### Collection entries

------------------------------------------------------------

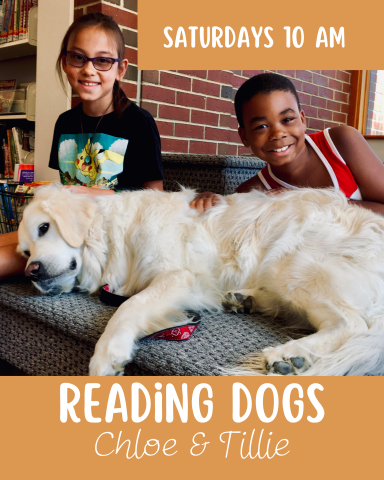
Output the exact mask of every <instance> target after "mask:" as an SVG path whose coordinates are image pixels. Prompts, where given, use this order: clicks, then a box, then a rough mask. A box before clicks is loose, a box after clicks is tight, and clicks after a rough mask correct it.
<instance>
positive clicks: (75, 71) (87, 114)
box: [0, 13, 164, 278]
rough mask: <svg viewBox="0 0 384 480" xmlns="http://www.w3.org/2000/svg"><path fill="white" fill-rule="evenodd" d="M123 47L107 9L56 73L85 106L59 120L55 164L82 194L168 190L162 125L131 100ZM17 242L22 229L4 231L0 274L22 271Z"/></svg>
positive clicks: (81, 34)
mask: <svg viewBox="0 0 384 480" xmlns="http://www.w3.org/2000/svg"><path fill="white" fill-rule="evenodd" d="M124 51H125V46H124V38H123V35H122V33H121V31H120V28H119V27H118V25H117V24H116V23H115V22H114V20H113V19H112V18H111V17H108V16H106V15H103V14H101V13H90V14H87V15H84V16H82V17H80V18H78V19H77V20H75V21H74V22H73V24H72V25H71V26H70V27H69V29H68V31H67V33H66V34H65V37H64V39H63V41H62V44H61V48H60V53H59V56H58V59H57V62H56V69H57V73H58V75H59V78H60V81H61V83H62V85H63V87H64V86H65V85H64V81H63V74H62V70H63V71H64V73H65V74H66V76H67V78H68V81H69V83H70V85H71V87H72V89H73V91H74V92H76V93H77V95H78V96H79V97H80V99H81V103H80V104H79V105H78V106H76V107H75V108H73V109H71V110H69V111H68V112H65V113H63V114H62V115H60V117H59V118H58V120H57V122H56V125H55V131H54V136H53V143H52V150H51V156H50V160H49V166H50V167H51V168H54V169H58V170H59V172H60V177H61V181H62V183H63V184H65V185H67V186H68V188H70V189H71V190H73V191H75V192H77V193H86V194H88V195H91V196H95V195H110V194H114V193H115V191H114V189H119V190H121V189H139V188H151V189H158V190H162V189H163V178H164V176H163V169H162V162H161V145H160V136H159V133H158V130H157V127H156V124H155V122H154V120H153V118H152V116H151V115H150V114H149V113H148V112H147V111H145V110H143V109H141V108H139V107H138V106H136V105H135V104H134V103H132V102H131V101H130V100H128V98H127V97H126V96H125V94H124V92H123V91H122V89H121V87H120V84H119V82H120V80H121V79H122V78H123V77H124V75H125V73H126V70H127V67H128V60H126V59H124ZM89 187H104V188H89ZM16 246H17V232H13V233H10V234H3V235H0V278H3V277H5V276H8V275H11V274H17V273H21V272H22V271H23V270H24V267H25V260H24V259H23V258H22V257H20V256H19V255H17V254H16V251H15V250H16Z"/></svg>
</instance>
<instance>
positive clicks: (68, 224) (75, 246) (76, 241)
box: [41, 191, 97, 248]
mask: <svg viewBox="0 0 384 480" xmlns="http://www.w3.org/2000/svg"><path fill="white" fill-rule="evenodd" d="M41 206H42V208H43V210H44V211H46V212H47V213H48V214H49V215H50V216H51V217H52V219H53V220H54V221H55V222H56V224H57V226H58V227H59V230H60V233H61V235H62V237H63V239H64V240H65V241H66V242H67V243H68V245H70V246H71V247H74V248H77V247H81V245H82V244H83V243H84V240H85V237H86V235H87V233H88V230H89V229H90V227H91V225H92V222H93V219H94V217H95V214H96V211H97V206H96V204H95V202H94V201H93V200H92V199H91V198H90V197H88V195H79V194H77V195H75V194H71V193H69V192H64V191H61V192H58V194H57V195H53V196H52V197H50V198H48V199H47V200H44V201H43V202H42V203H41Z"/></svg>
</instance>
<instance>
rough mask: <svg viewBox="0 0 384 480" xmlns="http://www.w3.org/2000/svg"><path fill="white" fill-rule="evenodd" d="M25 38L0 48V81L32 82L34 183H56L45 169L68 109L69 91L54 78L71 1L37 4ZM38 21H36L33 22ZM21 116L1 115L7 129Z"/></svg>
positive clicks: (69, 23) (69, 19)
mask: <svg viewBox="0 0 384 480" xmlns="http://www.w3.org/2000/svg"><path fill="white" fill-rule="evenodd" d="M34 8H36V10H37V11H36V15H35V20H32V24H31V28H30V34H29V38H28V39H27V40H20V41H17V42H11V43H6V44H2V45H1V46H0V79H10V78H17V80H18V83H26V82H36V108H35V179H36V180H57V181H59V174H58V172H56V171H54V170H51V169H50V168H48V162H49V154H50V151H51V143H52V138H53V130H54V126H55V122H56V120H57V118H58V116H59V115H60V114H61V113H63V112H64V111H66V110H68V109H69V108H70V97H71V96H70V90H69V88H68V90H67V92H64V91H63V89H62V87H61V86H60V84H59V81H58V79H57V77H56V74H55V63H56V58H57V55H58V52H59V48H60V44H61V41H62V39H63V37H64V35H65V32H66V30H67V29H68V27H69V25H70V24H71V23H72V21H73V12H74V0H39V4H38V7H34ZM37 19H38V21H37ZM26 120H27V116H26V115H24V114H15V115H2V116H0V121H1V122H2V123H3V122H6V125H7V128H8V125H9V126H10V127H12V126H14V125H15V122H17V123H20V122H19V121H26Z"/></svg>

------------------------------------------------------------

### GOAL OF THE EXERCISE
Leave out every line above except those from the line with "box: [0, 13, 164, 278]" up to and including the line with "47L107 9L56 73L85", and copy those exactly.

### REPLY TO THE EXERCISE
box: [0, 13, 164, 278]
rough mask: <svg viewBox="0 0 384 480" xmlns="http://www.w3.org/2000/svg"><path fill="white" fill-rule="evenodd" d="M123 47L107 9L56 73L85 106L59 120L55 164L82 194L168 190L162 125L131 100ZM17 242L22 229L4 231L0 274L22 271Z"/></svg>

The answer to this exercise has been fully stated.